The records -
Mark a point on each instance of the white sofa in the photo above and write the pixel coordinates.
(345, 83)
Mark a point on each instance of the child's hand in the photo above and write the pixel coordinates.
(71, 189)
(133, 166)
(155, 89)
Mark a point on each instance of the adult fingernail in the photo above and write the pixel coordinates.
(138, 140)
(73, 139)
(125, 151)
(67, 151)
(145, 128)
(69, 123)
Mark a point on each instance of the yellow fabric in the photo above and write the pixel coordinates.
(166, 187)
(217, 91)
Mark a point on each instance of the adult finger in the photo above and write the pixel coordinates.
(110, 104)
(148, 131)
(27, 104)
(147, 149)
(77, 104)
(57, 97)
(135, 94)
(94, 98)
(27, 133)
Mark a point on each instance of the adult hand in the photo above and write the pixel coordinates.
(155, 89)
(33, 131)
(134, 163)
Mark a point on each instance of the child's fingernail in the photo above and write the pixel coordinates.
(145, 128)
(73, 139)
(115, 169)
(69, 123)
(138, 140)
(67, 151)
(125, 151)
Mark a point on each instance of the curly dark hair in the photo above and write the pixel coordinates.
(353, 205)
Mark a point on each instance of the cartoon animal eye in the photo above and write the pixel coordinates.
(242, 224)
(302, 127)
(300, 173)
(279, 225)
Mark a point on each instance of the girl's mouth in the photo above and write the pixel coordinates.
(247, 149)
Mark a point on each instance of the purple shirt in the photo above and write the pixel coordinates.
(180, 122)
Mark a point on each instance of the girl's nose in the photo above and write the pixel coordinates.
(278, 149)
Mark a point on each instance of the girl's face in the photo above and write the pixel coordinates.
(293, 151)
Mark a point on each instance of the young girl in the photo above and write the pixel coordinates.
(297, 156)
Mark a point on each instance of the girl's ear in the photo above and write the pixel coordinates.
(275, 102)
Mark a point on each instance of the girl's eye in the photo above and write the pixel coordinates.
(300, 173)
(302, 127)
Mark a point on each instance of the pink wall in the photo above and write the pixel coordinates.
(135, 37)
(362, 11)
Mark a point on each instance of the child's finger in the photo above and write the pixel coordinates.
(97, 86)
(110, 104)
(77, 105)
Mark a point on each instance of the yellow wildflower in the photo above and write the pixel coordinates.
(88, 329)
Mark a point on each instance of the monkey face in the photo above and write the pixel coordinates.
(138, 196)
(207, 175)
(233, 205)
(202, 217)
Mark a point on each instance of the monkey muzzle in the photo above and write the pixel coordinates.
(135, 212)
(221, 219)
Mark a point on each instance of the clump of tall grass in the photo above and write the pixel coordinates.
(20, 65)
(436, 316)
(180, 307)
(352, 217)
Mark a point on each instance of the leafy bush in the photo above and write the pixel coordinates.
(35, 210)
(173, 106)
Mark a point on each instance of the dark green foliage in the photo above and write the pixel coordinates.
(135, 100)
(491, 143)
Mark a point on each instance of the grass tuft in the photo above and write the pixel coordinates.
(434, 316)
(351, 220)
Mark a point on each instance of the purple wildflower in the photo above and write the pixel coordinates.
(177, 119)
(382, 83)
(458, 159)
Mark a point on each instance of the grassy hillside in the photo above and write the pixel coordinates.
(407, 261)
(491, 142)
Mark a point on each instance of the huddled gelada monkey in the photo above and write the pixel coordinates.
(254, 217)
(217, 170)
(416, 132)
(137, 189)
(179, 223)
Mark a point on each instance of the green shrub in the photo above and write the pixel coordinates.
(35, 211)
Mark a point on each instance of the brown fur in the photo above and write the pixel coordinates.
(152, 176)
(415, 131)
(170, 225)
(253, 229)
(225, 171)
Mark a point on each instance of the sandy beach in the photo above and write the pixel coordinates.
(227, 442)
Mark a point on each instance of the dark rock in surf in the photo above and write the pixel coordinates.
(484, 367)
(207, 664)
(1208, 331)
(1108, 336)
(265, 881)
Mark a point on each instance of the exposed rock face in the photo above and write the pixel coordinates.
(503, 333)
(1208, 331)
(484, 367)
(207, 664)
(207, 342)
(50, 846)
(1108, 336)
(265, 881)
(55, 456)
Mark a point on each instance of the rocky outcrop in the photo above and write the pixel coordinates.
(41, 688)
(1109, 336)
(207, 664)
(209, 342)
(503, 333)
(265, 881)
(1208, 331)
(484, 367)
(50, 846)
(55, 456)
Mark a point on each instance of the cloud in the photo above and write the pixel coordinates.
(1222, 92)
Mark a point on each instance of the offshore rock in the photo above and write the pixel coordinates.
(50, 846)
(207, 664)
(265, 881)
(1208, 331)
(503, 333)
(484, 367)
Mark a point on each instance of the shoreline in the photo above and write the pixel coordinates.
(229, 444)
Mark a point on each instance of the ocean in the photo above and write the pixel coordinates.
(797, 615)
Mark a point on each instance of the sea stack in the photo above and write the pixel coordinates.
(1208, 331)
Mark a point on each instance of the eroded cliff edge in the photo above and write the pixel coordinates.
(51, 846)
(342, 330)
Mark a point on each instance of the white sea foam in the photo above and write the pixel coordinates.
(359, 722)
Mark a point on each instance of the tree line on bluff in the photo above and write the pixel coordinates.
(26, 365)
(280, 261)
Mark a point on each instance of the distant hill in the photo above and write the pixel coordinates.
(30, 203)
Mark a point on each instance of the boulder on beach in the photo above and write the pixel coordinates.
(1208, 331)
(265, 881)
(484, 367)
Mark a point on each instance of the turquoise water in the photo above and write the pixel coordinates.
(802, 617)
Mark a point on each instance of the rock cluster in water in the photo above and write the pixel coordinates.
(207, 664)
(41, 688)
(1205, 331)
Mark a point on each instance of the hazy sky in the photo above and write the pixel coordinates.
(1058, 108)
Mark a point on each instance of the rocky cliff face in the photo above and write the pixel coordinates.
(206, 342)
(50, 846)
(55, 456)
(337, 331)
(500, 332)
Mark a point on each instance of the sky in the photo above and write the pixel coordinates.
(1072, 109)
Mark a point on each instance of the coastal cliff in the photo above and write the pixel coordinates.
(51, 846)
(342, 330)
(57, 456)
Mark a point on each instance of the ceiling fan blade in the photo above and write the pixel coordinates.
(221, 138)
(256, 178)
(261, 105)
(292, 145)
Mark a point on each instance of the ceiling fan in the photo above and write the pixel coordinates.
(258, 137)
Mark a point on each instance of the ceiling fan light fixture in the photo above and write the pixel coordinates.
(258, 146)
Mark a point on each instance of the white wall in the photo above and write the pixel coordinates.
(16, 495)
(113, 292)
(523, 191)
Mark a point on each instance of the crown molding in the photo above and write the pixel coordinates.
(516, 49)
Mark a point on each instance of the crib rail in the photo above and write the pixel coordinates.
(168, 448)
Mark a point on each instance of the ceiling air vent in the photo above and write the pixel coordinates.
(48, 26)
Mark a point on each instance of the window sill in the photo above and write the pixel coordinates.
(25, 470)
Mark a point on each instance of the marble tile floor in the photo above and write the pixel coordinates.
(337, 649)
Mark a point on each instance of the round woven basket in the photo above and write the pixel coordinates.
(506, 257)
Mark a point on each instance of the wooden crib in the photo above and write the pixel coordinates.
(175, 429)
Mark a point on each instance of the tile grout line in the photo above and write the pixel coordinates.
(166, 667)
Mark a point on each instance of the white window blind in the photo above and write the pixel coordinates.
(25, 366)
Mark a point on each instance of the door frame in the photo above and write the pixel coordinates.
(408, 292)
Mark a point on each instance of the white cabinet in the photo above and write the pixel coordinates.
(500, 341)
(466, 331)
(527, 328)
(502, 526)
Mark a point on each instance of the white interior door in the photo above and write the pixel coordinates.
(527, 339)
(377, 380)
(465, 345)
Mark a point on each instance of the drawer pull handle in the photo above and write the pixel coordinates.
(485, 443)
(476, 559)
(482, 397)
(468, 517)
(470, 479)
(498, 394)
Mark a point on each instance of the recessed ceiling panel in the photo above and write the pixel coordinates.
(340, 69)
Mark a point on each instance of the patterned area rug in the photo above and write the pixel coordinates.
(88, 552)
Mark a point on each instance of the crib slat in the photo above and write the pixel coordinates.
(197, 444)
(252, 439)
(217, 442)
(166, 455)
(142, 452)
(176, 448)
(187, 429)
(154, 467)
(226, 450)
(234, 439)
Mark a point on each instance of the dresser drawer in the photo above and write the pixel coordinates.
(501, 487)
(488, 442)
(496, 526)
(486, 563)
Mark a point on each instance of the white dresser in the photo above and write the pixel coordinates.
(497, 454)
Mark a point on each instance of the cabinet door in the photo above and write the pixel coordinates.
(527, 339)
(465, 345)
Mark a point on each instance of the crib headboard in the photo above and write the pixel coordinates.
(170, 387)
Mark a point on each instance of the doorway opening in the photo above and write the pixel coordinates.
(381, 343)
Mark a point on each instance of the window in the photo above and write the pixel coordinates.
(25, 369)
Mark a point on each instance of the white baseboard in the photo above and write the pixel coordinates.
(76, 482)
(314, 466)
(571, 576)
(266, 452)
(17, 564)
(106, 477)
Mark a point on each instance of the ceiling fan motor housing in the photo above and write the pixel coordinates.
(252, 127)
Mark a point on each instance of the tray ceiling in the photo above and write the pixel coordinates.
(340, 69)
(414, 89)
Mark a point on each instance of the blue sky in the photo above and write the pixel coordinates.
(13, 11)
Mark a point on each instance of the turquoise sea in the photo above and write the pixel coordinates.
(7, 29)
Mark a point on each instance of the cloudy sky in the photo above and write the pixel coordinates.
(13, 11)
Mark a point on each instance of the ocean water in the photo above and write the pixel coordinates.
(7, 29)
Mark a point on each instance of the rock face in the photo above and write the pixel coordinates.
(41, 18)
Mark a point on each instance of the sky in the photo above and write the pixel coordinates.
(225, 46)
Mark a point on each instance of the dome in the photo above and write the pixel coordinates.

Directive -
With the line containing "Mark a point on each instance of the tray" as the first and the last line of the records as the final one, print exactly the lines in that span.

Completed task -
Mark a point on each instance of the tray ceiling in the photo above and write the pixel coordinates.
(340, 69)
(414, 89)
Mark a point on each instance of the blue sky in the photo above and write the pixel coordinates.
(13, 11)
Mark a point on each instance of the turquoise sea in the photo above and write the pixel coordinates.
(7, 29)
Mark a point on each instance of the cloudy sky in the photo above and write the pixel coordinates.
(13, 11)
Mark a point on each instance of the ocean water in the photo above and write the pixel coordinates.
(7, 29)
Mark a point on each instance of the rock face in the photo above and write the pixel coordinates.
(41, 18)
Mark a point on each instance of the sky in the photo above and write the pixel coordinates.
(225, 46)
Mark a point on each instance of the dome in the photo above and write the pixel coordinates.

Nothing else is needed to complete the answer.